_Directions_:
In the piece on special needs trusts, which two kinds of support does it say trust distributions cannot be made for?

_Extract provided_:
******************************
Special Needs Trusts

There are several types of  "Special Needs Trusts." The one I am writing about today is the "Special Needs Trusts" that is funded with funds other than the funds of the person in need of a Special Needs Trust.  This is typically done by a grandparent or parent leaving property and other assets in their estate plan to an adult child (under 65)who is receiving governmental benefits because of a disability and do not want to endanger eligibility for governmental benefits. This kind of Special Needs Trust does not need to pay back governmental benefits after the adult child dies. The Trust is not funded with the adult child's income or assets  but with gifts and bequests from others.

 The advantage of this trust is that it is a receptacle for gifts and bequests from others to supplement the needs of the disabled adult child. It can increase the choices available to the adult child  so that the comfort and personal dignity of the adult child are enhanced by trust distributions. The distributions can not be made for support such as board and room or medical treatment.  However, the following list illustrates some of the nonsupport items that may be paid for from the trust:

1. Transportation
2. TV expenses including telephone, computer and or cable equipment.
3. Cost of outings, and entertainment
4. Over the counter medications
5. Personal care products
6. Computers
7. Furniture and household items
8. Tuition for classes
9. Pet care and vet bill
10. Purchase of exempt assets
11. Medical care for which there are not public funds available
12. Private case management
13. The independent trustee can use trust funds to be an advocate for the disabled person and funds can be used for guardianship and conservatorship proceedings.

This list is to illustrate what can be done but does not limit the things that can be done to help the disabled adult child.

This summary is a general statement of the law and each client needs to go over their individual situation with a competent attorney experienced in this area of the law.
******************************
_Given data_:
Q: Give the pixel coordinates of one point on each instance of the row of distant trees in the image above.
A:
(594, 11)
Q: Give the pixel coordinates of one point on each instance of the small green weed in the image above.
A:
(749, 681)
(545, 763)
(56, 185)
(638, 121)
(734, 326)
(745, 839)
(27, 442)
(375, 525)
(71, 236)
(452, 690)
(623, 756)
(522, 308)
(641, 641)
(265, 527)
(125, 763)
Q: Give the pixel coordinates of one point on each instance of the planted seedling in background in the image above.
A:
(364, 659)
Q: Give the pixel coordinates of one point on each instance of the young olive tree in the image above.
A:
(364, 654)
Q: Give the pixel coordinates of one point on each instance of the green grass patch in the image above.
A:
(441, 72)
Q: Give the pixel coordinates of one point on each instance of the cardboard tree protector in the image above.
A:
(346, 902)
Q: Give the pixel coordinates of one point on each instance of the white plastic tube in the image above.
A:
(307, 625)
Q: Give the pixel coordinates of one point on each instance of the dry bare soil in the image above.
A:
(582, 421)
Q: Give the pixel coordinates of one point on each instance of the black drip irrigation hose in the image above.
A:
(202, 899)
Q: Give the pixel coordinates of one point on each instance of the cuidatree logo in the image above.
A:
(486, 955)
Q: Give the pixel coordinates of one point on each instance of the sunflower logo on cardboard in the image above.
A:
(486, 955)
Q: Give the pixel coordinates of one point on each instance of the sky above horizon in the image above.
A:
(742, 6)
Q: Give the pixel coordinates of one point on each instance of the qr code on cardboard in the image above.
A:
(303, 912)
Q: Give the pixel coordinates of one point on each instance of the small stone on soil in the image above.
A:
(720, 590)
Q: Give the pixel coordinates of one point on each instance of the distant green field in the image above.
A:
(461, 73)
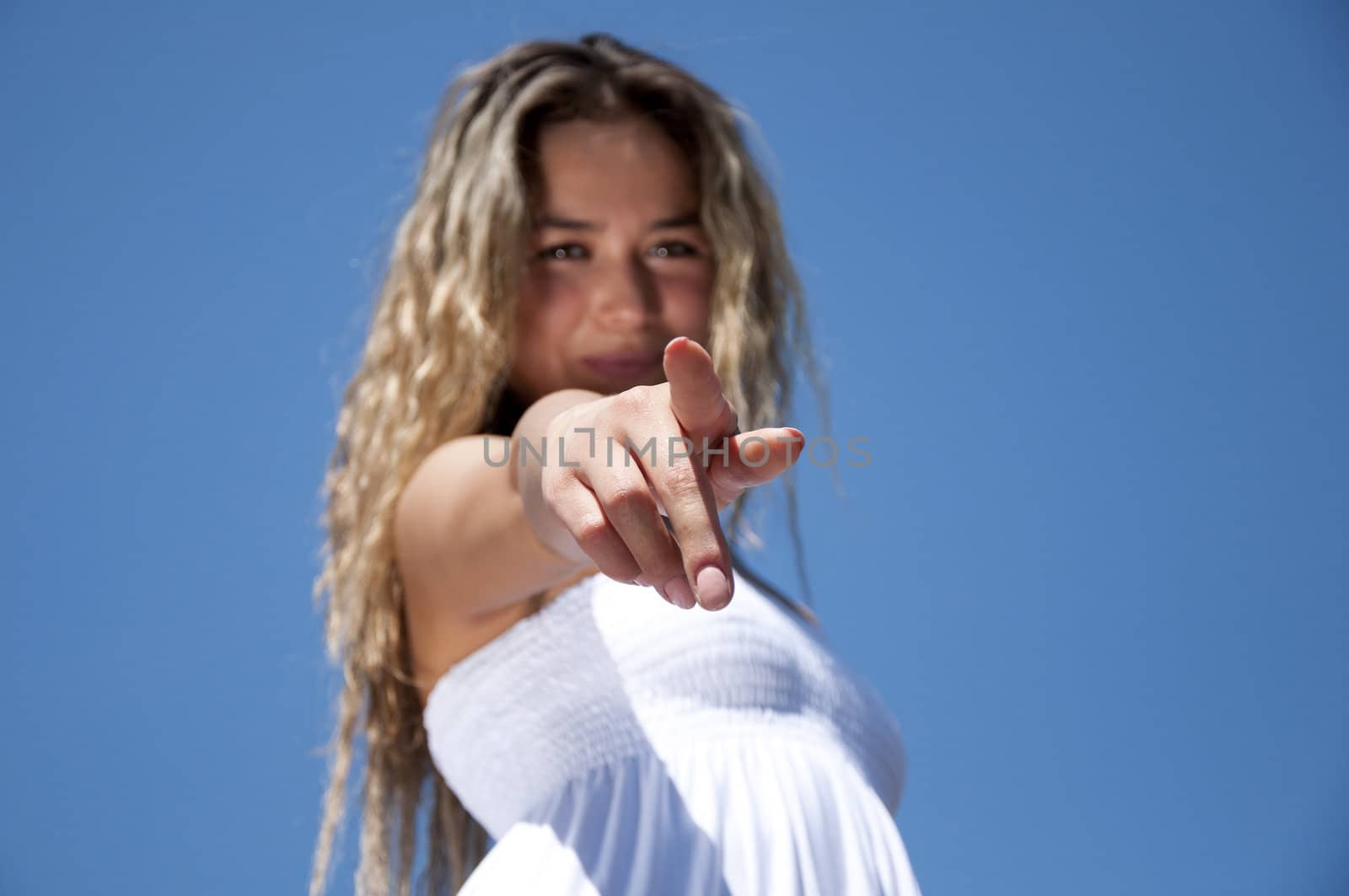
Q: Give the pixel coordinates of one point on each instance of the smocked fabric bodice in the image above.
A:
(610, 676)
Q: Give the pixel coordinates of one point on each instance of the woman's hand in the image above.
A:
(617, 463)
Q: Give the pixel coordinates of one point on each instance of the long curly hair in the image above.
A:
(435, 368)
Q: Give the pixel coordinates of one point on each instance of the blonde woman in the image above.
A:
(579, 358)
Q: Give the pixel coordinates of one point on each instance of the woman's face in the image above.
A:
(618, 265)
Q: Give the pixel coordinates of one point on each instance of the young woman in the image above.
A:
(578, 361)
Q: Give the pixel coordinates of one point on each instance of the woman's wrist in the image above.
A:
(535, 427)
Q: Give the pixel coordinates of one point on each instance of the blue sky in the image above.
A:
(1074, 269)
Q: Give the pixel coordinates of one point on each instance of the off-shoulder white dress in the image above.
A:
(613, 743)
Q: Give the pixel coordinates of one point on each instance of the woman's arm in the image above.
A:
(463, 544)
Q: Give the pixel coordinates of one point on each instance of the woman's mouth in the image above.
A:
(622, 365)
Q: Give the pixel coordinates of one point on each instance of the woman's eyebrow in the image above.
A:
(685, 219)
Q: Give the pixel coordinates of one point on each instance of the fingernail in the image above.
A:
(679, 593)
(712, 587)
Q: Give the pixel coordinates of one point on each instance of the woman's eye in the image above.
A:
(674, 249)
(562, 253)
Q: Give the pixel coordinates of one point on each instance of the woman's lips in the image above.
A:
(622, 365)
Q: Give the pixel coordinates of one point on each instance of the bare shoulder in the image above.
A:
(438, 646)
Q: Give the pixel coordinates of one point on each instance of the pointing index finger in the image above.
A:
(696, 394)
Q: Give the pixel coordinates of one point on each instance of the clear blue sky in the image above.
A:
(1079, 274)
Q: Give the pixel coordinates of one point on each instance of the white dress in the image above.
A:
(613, 743)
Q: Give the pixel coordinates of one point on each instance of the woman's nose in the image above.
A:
(625, 294)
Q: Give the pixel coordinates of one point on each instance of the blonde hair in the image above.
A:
(435, 368)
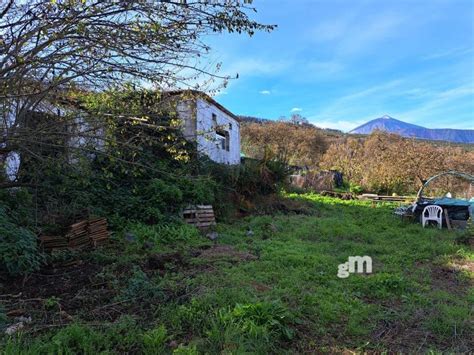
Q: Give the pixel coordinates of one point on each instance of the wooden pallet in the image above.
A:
(200, 216)
(81, 235)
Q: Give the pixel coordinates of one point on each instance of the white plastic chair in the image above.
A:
(435, 213)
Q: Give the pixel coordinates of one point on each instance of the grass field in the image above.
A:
(269, 285)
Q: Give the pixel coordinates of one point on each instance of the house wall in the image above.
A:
(206, 135)
(186, 111)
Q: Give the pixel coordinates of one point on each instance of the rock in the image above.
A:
(212, 235)
(130, 237)
(14, 328)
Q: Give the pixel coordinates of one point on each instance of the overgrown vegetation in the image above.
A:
(272, 290)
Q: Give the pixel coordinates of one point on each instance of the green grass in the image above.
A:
(286, 297)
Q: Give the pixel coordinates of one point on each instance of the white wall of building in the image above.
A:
(206, 134)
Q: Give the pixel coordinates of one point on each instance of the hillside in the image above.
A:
(392, 125)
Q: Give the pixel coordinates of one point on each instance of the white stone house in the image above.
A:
(214, 128)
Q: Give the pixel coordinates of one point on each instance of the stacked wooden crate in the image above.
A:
(80, 235)
(201, 216)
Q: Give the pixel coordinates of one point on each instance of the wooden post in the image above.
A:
(446, 218)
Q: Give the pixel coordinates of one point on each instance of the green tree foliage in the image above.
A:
(295, 142)
(18, 247)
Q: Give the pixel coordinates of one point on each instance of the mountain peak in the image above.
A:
(392, 125)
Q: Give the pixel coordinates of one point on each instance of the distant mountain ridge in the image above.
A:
(392, 125)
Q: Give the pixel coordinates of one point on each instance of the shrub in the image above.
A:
(154, 340)
(140, 286)
(257, 327)
(18, 247)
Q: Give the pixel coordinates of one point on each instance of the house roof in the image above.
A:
(202, 95)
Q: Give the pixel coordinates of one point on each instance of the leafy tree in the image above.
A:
(295, 144)
(49, 48)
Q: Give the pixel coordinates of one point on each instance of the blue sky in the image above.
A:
(342, 63)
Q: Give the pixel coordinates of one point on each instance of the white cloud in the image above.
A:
(254, 67)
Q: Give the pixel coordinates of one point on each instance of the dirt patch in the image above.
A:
(163, 262)
(448, 278)
(226, 252)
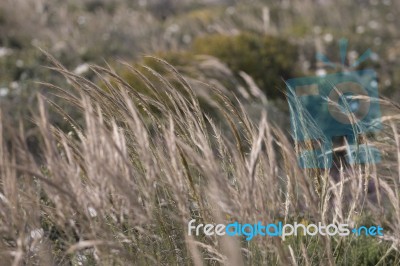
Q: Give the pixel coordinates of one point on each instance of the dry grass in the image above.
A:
(120, 187)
******************************
_Task result_:
Board and room, and medical treatment.